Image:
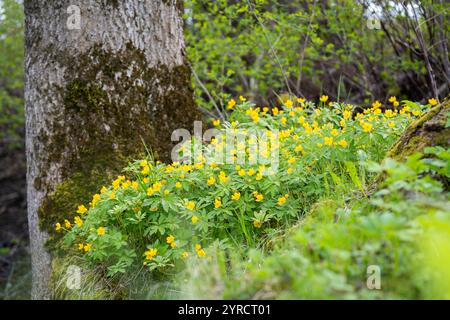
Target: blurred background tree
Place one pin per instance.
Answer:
(261, 48)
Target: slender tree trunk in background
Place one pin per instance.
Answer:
(93, 95)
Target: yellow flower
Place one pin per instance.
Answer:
(78, 221)
(170, 239)
(347, 114)
(376, 104)
(82, 209)
(143, 163)
(236, 196)
(231, 104)
(432, 101)
(190, 205)
(323, 98)
(157, 186)
(201, 253)
(223, 177)
(257, 224)
(301, 120)
(281, 201)
(367, 127)
(388, 113)
(145, 170)
(95, 199)
(211, 181)
(101, 231)
(343, 143)
(328, 141)
(149, 254)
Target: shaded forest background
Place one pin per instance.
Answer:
(355, 51)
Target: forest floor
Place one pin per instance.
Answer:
(15, 275)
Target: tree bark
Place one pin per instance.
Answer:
(93, 95)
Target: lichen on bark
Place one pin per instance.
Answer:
(94, 96)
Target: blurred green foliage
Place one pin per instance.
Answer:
(403, 230)
(11, 74)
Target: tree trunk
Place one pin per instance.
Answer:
(93, 96)
(428, 131)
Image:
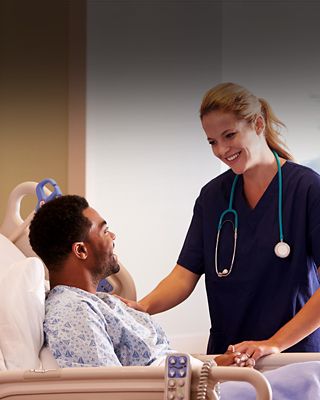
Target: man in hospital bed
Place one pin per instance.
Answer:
(86, 328)
(83, 327)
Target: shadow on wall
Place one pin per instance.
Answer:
(314, 164)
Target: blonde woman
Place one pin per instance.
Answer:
(254, 233)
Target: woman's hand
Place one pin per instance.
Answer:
(235, 358)
(131, 303)
(257, 349)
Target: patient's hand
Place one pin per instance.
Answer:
(131, 303)
(257, 349)
(235, 358)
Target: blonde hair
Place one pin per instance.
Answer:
(230, 97)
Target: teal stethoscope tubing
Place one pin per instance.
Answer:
(281, 249)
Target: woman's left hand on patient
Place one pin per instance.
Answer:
(131, 303)
(257, 349)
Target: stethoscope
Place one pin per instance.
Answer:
(281, 249)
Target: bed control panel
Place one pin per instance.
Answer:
(177, 377)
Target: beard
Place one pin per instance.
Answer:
(105, 266)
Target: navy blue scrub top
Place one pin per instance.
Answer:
(263, 291)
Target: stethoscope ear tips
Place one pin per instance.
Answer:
(282, 249)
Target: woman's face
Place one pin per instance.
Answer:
(234, 141)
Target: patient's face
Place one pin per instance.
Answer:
(100, 245)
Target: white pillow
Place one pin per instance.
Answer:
(22, 311)
(9, 253)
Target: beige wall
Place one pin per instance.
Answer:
(34, 94)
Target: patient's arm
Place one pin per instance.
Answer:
(301, 325)
(171, 291)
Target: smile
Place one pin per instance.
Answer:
(233, 157)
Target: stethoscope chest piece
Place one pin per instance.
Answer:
(282, 249)
(223, 273)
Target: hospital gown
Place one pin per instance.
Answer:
(83, 329)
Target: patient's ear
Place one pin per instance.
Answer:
(79, 249)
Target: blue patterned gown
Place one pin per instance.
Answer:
(84, 330)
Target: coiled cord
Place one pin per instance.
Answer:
(203, 381)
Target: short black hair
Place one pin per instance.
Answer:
(56, 226)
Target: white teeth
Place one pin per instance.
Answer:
(233, 157)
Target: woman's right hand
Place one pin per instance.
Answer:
(257, 349)
(131, 303)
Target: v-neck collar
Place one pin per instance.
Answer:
(268, 199)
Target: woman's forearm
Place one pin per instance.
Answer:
(171, 291)
(301, 325)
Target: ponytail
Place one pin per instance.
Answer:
(273, 131)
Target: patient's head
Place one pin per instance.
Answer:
(56, 226)
(67, 232)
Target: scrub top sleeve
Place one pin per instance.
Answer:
(314, 222)
(191, 256)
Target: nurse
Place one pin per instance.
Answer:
(260, 260)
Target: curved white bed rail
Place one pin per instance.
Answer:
(110, 383)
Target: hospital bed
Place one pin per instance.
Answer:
(28, 370)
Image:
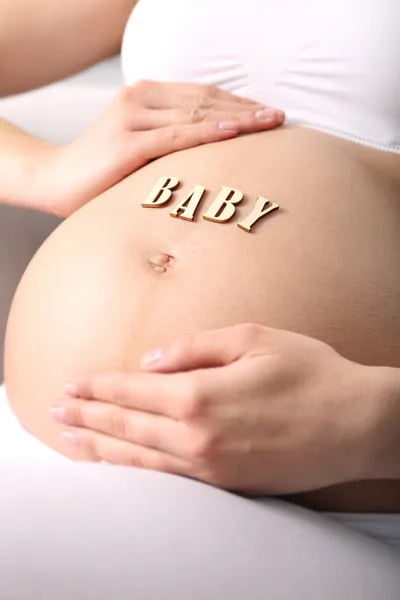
# # # #
ASSIGNMENT: Reproduce the records above exactly, excluding every picture.

WRITTEN SOLUTION:
Image:
Target: blurred background tree
Place one pin per instance.
Answer:
(261, 48)
Target: slender tree trunk in background
Place one pin per instance.
Answer:
(93, 95)
Target: yellow flower
Place one pin per instance.
Answer:
(78, 221)
(170, 239)
(347, 114)
(376, 104)
(82, 209)
(143, 163)
(236, 196)
(231, 104)
(432, 101)
(190, 205)
(323, 98)
(157, 186)
(201, 253)
(223, 177)
(257, 224)
(301, 120)
(281, 201)
(367, 127)
(388, 113)
(145, 170)
(95, 199)
(211, 181)
(101, 231)
(343, 143)
(328, 141)
(149, 254)
Target: shaded forest background
Place one pin per instance.
Answer:
(355, 51)
Target: forest floor
Place one pin per instance.
Answer:
(15, 275)
Target: tree bark
Place one pin per instance.
Answer:
(93, 95)
Target: lichen on bark
Place one pin per instance.
Answer:
(94, 96)
Target: blurred green foliage
Place one pin per instance.
Answer:
(403, 230)
(11, 74)
Target: tree trunk
Place one pin per instance.
Answer:
(93, 96)
(428, 131)
Image:
Target: man in hospital bed
Place one pin per instance.
Answer:
(86, 328)
(83, 327)
Target: shadow on wall
Place one pin per instance.
Answer:
(314, 164)
Target: blonde woman
Place one pin per instance.
Answer:
(254, 233)
Target: woman's hand
Place one pin per instance.
Answer:
(235, 358)
(131, 303)
(257, 349)
Target: patient's hand
Place one pin per instance.
Answer:
(131, 303)
(257, 349)
(235, 358)
Target: blonde hair
Place one pin per instance.
Answer:
(230, 97)
Target: teal stethoscope tubing
Place one pin per instance.
Answer:
(281, 249)
Target: woman's left hand on patient
Place one pin per instance.
Answer:
(131, 303)
(257, 349)
Target: stethoscope
Place one pin per instance.
Answer:
(281, 249)
Target: bed control panel
Place one pin per instance.
Answer:
(177, 377)
Target: beard
Place one pin per instance.
Answer:
(105, 266)
Target: navy blue scrub top
Place one pin per instance.
Answer:
(263, 291)
Target: stethoscope ear tips
Place one pin per instance.
Answer:
(282, 249)
Target: woman's face
Place one pin per instance.
Answer:
(234, 141)
Target: patient's face
Place one pin per instance.
Answer:
(100, 245)
Target: white pillow
Place one pin per instance.
Answer:
(22, 311)
(9, 253)
Target: beige wall
Place one pin per instance.
Answer:
(34, 94)
Target: patient's arm
Place one pin per instance.
Answer:
(301, 325)
(171, 291)
Target: smile
Place one pin per instance.
Answer:
(233, 157)
Target: stethoscope chest piece
Place one pin per instance.
Answer:
(282, 249)
(223, 273)
Target: hospital gown
Place one pin per instance.
Answer:
(83, 329)
Target: patient's ear
Place one pin per instance.
Answer:
(79, 249)
Target: blue patterned gown
Place one pin per instance.
Answer:
(84, 330)
Target: coiled cord
Place one pin per instance.
Answer:
(203, 381)
Target: short black hair
Place one pin per instance.
Answer:
(56, 226)
Target: white teeth
Place one pin per instance.
Answer:
(233, 157)
Target: woman's right hand
Place one pin per instance.
Answer:
(257, 349)
(131, 303)
Target: v-neck collar
Place one pin per instance.
Answer:
(268, 199)
Target: woman's forearm
Place one pin per instance.
Answer:
(171, 291)
(301, 325)
Target: ponytail
Place one pin per instance.
Answer:
(273, 131)
Target: patient's head
Place one pin per instance.
Answer:
(56, 226)
(67, 232)
Target: scrub top sleeve
Place one pin per instance.
Answer:
(314, 222)
(191, 256)
Target: nurse
Place one pin per instance.
Answer:
(260, 260)
Target: curved white bed rail
Place one pin per instance.
Answer:
(110, 383)
Target: hospital bed
Place one pin per instance.
Answer:
(28, 370)
Image:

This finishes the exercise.